PROBLEM STATEMENT:
Answer these from the text on British Columbia's cannabis laws:
(a) Which three groups need to be informed about the new laws?
(b) How many cannabis plants may an individual grow at home under the CCLA?
(c) Which bill governs the distribution of recreational cannabis?

TEXT PROVIDED:
——————
WE’VE KNOWN FOR A WHILE THAT THIS DAY WAS COMING. ALTHOUGH MARIJUANA IS NOW LEGALIZED IN BC, THIS DOES NOT CONSTITUTE A FREE-FOR-ALL IN TERMS OF GROWING, SELLING, OR CONSUMPTION. HOMEOWNERS, LANDLORDS, AND TENANTS ALL NEED TO BE INFORMED AND EDUCATED ON THE DO’S AND DON’TS OF OUR NEW LAWS.
In British Columbia, Bill 30, the Cannabis Control and Licensing Act (CCLA), governs possession, use, and cultivation of recreational cannabis. The CCLA permits individuals aged 19 or older to purchase and consume cannabis, possess up to 30 grams in public, and grow up to 4 plants at home provided the plants are not visible from public spaces and are not cultivated in homes used as day-cares. The CCLA provides guidance for landlords and strata councils on their rights and obligations. British Columbia has also passed Bill 31, the Cannabis Distribution Act (CDA), which guides entities looking to establish a physical retail cannabis presence and presides over the distribution of recreational cannabis.
——————
[Dataset entries]
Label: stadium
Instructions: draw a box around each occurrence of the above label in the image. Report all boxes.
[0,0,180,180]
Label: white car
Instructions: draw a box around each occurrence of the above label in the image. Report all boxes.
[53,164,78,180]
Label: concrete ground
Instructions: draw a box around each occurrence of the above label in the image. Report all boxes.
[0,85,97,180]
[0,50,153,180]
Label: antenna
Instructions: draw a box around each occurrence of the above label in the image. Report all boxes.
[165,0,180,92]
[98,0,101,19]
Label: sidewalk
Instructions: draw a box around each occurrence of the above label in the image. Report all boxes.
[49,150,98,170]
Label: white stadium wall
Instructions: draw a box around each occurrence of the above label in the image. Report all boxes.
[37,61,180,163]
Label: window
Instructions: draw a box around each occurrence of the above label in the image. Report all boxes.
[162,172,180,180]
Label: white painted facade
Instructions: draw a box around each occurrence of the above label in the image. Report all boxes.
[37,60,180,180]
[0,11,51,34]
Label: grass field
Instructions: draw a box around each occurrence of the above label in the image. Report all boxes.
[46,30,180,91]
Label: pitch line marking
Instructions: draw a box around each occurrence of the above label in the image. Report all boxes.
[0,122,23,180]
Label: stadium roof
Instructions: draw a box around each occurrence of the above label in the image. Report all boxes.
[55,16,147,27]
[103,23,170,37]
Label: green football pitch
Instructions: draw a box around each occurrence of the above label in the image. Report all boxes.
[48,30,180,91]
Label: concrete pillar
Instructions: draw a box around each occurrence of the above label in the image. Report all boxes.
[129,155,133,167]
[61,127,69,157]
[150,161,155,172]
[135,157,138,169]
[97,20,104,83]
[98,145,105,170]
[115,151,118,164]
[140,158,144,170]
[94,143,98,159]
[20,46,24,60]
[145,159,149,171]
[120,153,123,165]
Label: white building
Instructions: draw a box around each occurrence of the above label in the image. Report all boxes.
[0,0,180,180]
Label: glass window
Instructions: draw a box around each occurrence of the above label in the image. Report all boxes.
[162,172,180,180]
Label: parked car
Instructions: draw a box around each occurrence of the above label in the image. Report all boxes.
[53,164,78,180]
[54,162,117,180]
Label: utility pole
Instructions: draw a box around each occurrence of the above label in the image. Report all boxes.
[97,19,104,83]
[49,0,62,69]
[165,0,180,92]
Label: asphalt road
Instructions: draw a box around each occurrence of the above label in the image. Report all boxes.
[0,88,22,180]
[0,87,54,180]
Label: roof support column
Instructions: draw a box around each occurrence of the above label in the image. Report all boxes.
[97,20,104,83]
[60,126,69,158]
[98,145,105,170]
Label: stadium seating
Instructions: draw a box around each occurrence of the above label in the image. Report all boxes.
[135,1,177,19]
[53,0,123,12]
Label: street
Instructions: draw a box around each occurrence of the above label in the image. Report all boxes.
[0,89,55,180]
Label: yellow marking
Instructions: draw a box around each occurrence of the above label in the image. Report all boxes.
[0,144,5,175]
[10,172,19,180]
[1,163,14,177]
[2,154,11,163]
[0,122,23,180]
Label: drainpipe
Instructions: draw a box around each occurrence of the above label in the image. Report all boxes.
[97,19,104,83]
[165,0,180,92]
——————
RESPONSE AREA:
(a) Homeowners, landlords, and tenants.
(b) Up to 4 plants.
(c) Bill 31, the Cannabis Distribution Act (CDA).